Given request 1:
In the records below, add -125 to every point coordinate in the answers. Give the records again from the line with "of the shallow" through the end of the records, including the labeling instructions, and leave the pictures out.

= WNBA All-Rookie Team =

WNBA award

The WNBA All-Rookie Team is an annual Women's National Basketball Association (WNBA) honor given since the 2005 WNBA season to the top rookies during the regular season. Voting is conducted by the WNBA head coaches, who are not allowed to vote for players on their own team. Each coach selects five players. A player is given a point for every vote they receive. The top vote getters comprise the team, regardless of the positions they play. Through the 2021 season, this differed from the WNBA's voting procedure for the All-WNBA and All-Defensive Teams, in which all first and second teams consisted of a center, two forwards, and two guards. The WNBA has since adopted the positionless format for its All-WNBA and All-Defensive Teams, respectively adopting the format in 2022 and 2023.

The All-Rookie Team is generally composed of a five-woman lineup, but in the case of a tie at the fifth position, the roster is expanded.

Candace Parker of the Los Angeles Sparks was named to the All-Rookie Team and won the WNBA Most Valuable Player Award in the same season. This feat had never before been accomplished. In the NBA, only Wes Unseld and Wilt Chamberlain has held this distinction.

Given request 2:
Translate this sentence from the text on the WNBA All-Rookie Team into Spanish: "Voting is conducted by the WNBA head coaches, who are not allowed to vote for players on their own team."

Record excerpts:

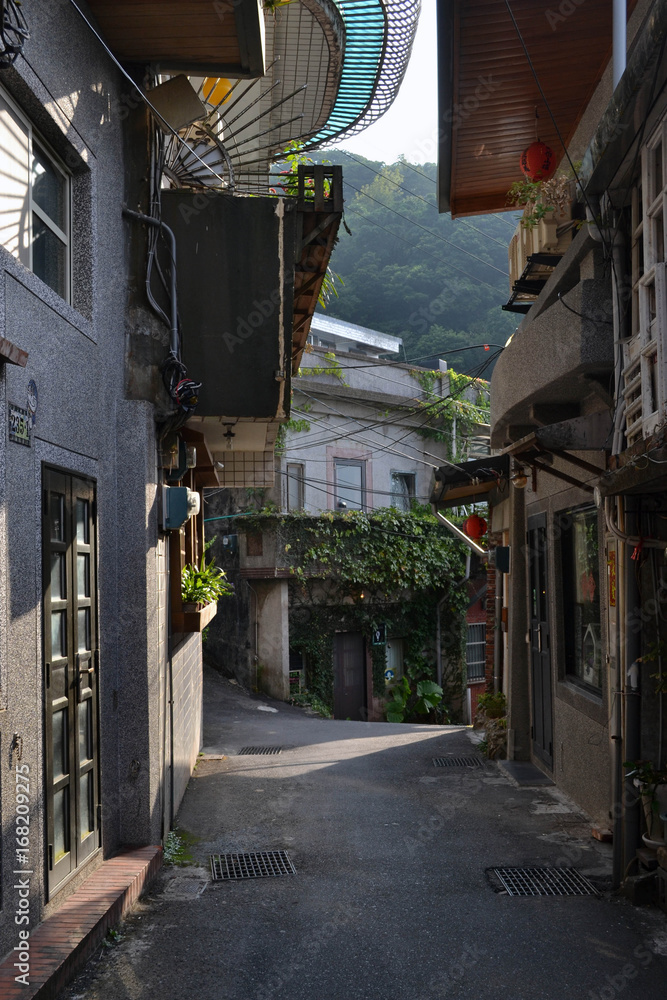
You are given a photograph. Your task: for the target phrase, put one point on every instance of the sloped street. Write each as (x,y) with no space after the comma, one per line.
(390,898)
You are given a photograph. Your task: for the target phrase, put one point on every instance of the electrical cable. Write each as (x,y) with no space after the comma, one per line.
(421,408)
(496,215)
(415,246)
(141,92)
(443,239)
(413,194)
(553,119)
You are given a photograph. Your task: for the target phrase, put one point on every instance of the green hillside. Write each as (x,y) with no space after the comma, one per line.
(434,286)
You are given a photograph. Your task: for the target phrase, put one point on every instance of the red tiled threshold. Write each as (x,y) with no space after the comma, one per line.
(61,945)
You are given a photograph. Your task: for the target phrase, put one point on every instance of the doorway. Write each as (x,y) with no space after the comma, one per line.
(540,640)
(350,676)
(71,663)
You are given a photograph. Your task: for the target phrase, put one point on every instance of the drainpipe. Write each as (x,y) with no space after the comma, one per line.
(632,701)
(158,224)
(497,645)
(620,41)
(438,629)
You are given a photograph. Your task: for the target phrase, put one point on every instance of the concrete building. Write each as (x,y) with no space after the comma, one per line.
(578,407)
(364,434)
(144,309)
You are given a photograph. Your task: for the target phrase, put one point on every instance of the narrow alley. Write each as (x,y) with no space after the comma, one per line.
(390,899)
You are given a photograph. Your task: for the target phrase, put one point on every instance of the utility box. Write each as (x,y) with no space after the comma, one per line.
(178,504)
(235,271)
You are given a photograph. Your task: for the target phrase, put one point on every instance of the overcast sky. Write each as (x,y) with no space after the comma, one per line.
(409,125)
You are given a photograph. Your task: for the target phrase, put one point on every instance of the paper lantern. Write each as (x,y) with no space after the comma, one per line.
(538,161)
(475,527)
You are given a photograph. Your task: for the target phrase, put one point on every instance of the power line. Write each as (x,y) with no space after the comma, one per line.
(415,246)
(496,215)
(413,194)
(443,239)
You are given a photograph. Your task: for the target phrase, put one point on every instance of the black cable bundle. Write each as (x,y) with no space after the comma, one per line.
(14,32)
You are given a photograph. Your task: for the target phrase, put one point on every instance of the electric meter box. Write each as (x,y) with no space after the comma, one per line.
(178,504)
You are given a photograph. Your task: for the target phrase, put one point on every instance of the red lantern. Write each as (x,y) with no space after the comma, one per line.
(538,161)
(475,527)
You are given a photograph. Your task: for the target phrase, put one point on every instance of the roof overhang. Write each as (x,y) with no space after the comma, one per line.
(224,38)
(488,94)
(469,482)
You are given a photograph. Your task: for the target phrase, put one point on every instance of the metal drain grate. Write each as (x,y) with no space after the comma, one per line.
(457,761)
(255,865)
(540,882)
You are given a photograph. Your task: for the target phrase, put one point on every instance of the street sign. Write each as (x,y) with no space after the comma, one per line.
(380,636)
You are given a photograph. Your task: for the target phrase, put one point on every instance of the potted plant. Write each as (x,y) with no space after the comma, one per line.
(201,588)
(652,784)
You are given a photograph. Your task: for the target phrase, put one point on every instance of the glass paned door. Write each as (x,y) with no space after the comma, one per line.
(70,673)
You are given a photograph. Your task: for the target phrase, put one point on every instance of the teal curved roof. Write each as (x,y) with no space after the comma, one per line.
(378,43)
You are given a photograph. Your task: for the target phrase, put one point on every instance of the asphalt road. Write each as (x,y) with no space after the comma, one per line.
(390,900)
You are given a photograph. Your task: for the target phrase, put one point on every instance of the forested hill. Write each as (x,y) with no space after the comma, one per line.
(413,282)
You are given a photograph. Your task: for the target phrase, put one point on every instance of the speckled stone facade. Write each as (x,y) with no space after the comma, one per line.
(95,419)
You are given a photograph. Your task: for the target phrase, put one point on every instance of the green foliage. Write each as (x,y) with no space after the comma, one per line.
(645,772)
(493,705)
(290,425)
(396,708)
(306,699)
(407,290)
(352,571)
(204,583)
(175,850)
(538,198)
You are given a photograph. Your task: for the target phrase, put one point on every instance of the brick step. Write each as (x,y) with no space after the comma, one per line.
(61,945)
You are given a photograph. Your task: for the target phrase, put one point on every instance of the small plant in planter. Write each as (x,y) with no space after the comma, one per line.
(203,584)
(539,198)
(652,784)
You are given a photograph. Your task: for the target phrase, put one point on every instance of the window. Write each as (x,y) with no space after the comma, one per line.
(350,484)
(402,489)
(295,484)
(581,596)
(476,652)
(34,202)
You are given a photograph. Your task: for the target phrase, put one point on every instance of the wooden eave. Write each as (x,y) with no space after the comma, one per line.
(318,233)
(225,39)
(488,94)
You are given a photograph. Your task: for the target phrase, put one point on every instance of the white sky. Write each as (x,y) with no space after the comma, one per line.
(410,124)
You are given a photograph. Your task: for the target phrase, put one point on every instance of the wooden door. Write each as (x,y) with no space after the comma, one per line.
(350,676)
(540,641)
(71,658)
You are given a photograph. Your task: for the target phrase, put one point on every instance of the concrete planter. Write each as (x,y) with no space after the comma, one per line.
(194,617)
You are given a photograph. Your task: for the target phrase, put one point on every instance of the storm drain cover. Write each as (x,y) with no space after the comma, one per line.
(457,761)
(540,882)
(261,864)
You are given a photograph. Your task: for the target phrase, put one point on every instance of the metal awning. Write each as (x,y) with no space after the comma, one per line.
(589,433)
(469,482)
(225,39)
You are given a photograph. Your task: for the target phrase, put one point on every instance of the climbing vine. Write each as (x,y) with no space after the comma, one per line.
(355,571)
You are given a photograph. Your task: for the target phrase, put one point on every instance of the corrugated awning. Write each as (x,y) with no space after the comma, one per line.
(469,482)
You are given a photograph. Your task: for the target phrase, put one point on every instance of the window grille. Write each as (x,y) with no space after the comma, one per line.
(476,652)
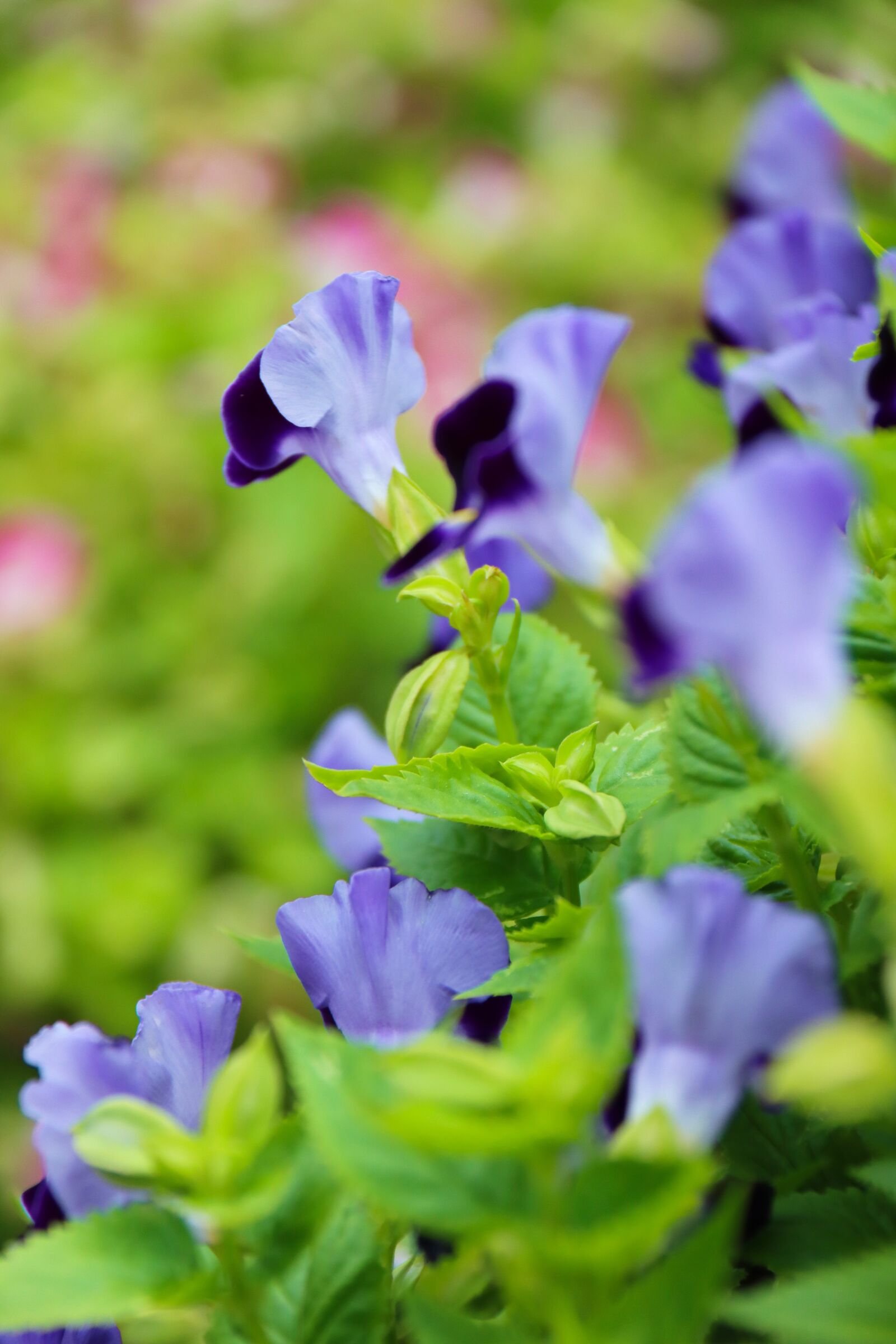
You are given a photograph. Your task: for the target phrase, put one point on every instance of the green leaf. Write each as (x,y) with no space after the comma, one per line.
(861,113)
(461,785)
(853,1303)
(632,767)
(270,952)
(432,1190)
(435,1324)
(338,1291)
(445,854)
(708,741)
(101,1269)
(819,1229)
(551,690)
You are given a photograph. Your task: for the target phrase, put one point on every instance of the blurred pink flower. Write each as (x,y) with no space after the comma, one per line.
(240,176)
(72,263)
(42,570)
(450,320)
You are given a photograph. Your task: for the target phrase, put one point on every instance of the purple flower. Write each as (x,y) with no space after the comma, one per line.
(348,743)
(790,158)
(770,274)
(511,445)
(382,959)
(720,982)
(816,373)
(752,576)
(184,1035)
(329,385)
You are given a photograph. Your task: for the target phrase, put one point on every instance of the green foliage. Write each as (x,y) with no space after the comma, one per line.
(852,1303)
(102,1269)
(551,690)
(861,113)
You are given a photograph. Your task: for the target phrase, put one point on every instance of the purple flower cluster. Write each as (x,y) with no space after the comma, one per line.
(793,284)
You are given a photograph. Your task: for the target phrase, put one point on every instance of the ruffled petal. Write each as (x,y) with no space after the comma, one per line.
(186,1034)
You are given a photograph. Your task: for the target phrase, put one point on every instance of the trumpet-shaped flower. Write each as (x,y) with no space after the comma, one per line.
(722,980)
(752,576)
(184,1035)
(383,959)
(511,445)
(329,385)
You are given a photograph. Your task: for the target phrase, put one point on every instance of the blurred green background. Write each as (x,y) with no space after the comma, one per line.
(175,174)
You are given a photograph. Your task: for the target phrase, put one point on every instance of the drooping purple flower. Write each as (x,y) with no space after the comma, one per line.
(752,576)
(770,274)
(348,743)
(511,445)
(383,959)
(329,385)
(790,159)
(720,980)
(816,373)
(184,1035)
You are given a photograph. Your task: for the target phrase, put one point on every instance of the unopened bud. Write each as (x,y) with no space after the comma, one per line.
(423,704)
(582,815)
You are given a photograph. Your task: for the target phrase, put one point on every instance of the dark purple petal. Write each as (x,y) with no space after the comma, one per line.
(348,743)
(261,440)
(769,267)
(753,577)
(388,959)
(186,1034)
(704,363)
(448,535)
(722,982)
(792,159)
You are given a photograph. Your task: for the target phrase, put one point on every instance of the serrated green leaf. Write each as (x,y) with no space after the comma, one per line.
(461,785)
(269,952)
(551,690)
(632,767)
(101,1269)
(819,1229)
(853,1303)
(338,1291)
(445,854)
(861,113)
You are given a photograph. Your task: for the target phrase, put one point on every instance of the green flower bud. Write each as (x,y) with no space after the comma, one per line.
(582,815)
(533,776)
(423,704)
(139,1144)
(575,754)
(437,593)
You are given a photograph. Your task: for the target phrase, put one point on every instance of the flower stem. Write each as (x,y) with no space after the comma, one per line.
(489,678)
(802,879)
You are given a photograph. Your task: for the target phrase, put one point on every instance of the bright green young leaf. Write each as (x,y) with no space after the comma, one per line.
(515,882)
(861,113)
(853,1303)
(551,690)
(106,1268)
(461,785)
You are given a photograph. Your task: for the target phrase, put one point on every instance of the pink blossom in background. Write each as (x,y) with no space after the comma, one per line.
(42,570)
(241,176)
(70,265)
(450,321)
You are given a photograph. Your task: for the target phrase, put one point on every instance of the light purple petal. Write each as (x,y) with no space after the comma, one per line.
(557,360)
(770,265)
(346,368)
(348,743)
(186,1034)
(722,982)
(385,962)
(817,374)
(753,577)
(792,159)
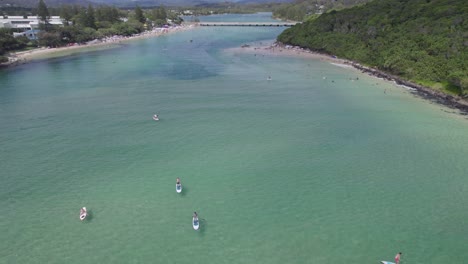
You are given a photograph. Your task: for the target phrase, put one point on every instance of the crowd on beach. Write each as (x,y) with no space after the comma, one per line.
(22,57)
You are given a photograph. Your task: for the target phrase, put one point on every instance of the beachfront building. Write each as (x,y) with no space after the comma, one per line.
(26,23)
(30,34)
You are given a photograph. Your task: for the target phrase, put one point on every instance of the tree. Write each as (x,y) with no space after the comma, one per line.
(43,13)
(139,15)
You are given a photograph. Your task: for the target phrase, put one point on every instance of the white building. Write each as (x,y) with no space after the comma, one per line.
(21,23)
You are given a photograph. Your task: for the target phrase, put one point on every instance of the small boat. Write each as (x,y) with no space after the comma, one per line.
(195,223)
(83,213)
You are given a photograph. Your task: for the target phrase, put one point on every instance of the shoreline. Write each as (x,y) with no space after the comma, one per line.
(280,49)
(23,57)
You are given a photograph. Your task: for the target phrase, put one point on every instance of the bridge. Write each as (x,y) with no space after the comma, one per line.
(247,24)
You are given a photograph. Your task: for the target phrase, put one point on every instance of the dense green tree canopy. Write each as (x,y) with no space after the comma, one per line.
(420,40)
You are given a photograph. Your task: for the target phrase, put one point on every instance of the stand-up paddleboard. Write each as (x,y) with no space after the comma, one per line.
(195,223)
(83,214)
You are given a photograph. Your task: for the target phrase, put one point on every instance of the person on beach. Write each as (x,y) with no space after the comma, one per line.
(397,258)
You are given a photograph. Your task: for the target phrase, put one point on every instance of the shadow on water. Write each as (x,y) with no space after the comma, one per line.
(89,217)
(184,192)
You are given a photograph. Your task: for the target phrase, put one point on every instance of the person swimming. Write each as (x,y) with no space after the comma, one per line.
(397,258)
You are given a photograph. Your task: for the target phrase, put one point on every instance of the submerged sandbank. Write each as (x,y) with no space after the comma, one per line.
(279,49)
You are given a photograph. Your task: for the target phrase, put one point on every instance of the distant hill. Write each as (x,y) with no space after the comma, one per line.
(129,3)
(424,41)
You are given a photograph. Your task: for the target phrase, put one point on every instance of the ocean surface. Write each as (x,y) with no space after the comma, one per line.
(317,165)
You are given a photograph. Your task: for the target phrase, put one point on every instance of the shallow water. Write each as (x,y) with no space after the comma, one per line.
(299,169)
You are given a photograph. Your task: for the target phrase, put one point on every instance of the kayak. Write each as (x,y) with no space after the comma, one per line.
(195,223)
(84,214)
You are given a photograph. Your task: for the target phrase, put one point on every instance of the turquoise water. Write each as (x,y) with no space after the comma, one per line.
(299,169)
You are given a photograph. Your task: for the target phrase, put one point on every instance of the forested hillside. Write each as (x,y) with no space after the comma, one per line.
(425,41)
(301,10)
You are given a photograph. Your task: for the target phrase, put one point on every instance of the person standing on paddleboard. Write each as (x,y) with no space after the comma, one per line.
(397,258)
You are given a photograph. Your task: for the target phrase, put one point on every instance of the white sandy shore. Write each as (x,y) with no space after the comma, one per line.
(278,49)
(109,42)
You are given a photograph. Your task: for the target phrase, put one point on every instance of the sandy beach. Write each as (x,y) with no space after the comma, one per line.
(22,57)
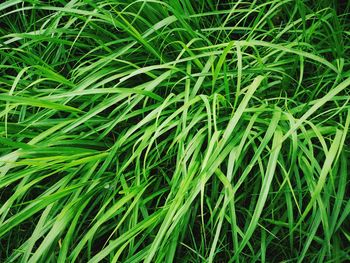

Result 1:
You are given a photograph. Your task: for the target phrase, put one point on every instance of the shallow water. Write each as (x,y) with no space after the comma, one per line.
(174,44)
You are given a photograph. Your task: for the target phrase, put one point on every instance of the kayak. Write each as (x,y) with no space after the comma, one per line.
(70,98)
(-41,89)
You are given a photograph. Your task: for the target phrase, put one point on every instance of the turquoise water. Write each as (x,y) with no space after the comma, one per line.
(174,44)
You are given a photograph. Your task: for the target phrase, put one point on every instance of the forested hillside. Write each as (x,y) with no space after the comma, one per line.
(300,-84)
(176,-115)
You are given a photograph. Your task: for the target phrase, put one point on every instance of the person standing on paddleboard. Write each as (x,y) with no space after the comma, one per line.
(272,133)
You are given a photograph. Your task: for the target phrase, put one point on every instance of the white sandy shore. Write each as (x,y) with no space after the comma, one per line.
(153,-76)
(-16,-83)
You are given a photograph. Your task: for the target phrase, put one point on every instance of the sandy beach. Write each as (x,y) with no space after the comma, one per line.
(-103,-68)

Result 2:
La votación la realizan los entrenadores principales de la WNBA, a quienes no se les permite votar por jugadoras de su propio equipo.